_Problem_
Rewrite the stretch from the start of the rows through the line containing "94 L 49 178", replacing "sample" with "example" and leaving everything else unchanged.

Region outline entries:
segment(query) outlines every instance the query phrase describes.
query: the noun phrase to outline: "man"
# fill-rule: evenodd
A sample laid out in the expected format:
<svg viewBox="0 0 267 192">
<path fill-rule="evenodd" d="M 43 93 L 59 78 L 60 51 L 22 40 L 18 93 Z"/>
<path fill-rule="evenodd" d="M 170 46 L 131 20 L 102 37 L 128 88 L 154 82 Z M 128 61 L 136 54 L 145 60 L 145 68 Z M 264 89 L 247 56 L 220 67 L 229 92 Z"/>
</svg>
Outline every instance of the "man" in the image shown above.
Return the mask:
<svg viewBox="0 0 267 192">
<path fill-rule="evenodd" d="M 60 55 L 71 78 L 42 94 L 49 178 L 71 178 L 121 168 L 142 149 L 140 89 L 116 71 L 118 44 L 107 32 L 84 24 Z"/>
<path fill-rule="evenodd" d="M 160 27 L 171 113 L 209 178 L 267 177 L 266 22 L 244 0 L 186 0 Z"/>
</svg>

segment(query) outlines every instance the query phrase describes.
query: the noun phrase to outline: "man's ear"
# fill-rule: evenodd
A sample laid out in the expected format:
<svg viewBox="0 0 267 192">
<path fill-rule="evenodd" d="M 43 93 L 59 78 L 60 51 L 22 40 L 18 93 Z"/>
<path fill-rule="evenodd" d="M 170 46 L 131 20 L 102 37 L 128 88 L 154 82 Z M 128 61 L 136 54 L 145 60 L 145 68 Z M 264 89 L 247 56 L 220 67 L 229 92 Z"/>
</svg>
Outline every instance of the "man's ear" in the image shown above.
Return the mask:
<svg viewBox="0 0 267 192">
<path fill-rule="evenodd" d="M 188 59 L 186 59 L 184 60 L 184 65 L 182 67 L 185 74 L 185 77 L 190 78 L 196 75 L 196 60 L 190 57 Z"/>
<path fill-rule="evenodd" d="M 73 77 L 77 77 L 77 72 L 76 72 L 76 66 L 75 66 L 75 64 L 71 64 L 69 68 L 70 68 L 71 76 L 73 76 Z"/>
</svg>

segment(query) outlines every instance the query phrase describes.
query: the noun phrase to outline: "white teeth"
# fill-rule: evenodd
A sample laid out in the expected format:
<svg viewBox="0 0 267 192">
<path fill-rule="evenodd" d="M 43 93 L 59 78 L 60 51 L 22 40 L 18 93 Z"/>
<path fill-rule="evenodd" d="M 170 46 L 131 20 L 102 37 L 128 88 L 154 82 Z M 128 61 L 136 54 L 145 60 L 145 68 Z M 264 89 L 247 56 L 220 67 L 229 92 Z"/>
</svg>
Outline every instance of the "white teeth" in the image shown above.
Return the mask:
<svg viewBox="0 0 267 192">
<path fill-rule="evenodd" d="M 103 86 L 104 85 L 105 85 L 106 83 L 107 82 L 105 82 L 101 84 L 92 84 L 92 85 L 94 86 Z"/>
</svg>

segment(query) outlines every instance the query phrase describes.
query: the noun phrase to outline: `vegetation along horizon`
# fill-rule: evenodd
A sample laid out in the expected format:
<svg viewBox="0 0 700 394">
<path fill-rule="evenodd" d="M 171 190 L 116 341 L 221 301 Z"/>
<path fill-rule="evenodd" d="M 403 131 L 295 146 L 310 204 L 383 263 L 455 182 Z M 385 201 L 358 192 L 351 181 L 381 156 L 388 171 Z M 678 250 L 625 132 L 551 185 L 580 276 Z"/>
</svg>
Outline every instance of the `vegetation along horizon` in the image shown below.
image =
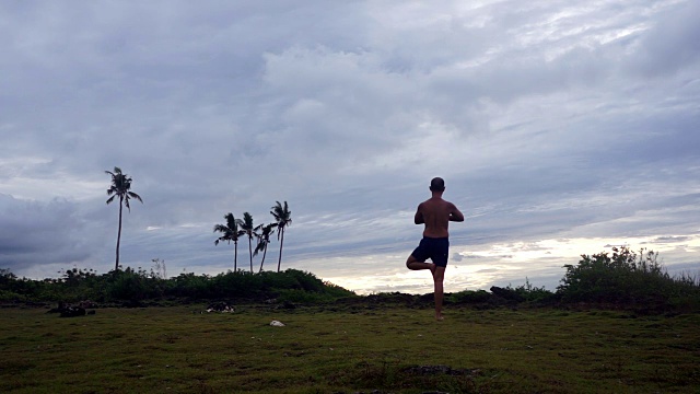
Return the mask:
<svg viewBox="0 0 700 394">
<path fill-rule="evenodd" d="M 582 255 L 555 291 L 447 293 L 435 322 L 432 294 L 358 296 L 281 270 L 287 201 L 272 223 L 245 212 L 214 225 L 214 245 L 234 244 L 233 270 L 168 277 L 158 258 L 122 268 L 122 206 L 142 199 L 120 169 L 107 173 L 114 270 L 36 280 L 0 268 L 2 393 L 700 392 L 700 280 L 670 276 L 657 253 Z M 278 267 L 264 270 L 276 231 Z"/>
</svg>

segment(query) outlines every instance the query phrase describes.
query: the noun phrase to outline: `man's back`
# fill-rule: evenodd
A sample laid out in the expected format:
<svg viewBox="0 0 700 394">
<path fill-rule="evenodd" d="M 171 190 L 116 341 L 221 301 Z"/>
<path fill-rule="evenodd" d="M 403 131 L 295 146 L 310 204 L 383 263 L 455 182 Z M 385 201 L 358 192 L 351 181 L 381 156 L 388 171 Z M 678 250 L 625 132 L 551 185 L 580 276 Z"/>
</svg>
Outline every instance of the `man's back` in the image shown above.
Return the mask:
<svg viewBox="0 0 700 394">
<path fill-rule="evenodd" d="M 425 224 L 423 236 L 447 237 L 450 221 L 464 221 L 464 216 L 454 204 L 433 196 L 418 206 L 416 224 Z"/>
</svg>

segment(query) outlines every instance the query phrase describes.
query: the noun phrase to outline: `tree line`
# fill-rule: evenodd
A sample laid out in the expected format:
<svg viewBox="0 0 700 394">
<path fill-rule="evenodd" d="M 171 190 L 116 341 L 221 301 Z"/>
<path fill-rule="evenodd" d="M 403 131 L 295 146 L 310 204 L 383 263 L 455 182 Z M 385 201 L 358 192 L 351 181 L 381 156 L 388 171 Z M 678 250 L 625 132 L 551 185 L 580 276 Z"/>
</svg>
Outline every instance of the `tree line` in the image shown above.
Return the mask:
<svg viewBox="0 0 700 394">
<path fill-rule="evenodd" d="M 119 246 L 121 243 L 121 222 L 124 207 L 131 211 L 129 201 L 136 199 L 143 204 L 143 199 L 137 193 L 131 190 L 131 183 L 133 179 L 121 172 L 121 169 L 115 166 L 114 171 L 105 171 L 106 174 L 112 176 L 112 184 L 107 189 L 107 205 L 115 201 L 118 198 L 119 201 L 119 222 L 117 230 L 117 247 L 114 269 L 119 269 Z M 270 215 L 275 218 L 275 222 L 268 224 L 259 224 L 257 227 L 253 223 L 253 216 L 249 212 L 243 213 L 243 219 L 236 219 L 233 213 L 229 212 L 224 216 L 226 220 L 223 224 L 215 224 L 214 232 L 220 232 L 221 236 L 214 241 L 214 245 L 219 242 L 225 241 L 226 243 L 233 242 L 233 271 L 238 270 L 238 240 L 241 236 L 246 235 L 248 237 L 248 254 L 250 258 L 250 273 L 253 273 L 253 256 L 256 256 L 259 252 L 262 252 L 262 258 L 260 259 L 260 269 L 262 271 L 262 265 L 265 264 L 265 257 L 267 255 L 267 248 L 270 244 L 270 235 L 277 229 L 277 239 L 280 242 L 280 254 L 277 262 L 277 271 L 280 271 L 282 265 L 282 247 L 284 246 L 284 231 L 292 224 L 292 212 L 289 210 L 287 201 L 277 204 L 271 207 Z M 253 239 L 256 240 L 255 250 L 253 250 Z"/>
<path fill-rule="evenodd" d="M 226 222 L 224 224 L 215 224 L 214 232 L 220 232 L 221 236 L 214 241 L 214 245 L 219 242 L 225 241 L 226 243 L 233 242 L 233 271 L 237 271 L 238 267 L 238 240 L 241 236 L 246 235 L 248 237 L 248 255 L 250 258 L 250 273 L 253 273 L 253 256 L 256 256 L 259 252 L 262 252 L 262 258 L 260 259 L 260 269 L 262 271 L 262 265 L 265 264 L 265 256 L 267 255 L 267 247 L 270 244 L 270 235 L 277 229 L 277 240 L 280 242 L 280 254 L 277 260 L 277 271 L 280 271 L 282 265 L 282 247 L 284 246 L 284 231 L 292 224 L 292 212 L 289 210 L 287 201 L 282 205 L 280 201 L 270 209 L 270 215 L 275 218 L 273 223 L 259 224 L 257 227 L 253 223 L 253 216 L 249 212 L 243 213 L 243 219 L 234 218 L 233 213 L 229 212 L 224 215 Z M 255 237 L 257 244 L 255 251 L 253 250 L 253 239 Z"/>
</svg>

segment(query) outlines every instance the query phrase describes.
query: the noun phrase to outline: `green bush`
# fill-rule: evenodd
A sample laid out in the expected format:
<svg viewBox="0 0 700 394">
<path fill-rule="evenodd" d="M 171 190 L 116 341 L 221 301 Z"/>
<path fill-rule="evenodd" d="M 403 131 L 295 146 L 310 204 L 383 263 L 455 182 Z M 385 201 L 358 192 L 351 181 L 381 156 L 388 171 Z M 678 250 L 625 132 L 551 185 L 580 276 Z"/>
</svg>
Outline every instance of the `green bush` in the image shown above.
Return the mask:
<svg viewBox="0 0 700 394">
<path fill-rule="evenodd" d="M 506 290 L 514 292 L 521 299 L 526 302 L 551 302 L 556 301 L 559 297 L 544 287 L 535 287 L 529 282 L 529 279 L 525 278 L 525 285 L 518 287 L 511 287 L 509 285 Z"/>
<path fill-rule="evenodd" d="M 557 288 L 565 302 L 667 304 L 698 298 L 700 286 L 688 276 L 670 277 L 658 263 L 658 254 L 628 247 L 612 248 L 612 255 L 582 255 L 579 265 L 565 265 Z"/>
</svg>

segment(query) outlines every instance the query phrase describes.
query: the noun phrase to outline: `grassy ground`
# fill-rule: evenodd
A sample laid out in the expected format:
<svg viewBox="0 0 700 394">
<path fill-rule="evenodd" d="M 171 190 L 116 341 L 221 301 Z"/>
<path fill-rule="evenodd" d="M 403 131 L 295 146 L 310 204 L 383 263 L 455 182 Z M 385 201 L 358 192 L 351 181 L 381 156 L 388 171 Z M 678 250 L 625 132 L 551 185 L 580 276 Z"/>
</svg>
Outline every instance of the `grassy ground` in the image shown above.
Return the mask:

_Answer to the exercise_
segment(query) outlines every instance the query phrase describes.
query: the noun phrase to outline: "man"
# fill-rule: evenodd
A example laid out in the expected format:
<svg viewBox="0 0 267 192">
<path fill-rule="evenodd" d="M 43 93 L 59 78 L 60 51 L 22 40 L 18 93 Z"/>
<path fill-rule="evenodd" d="M 170 46 L 131 20 L 102 37 L 128 88 L 154 82 Z M 128 61 L 136 54 L 145 60 L 145 68 Z M 264 89 L 247 56 L 220 67 L 229 92 Z"/>
</svg>
Outline every instance of the "man" in the image shown above.
Return the mask:
<svg viewBox="0 0 267 192">
<path fill-rule="evenodd" d="M 60 55 L 71 78 L 42 94 L 49 178 L 71 178 L 121 168 L 142 149 L 140 89 L 116 71 L 118 44 L 107 32 L 84 24 Z"/>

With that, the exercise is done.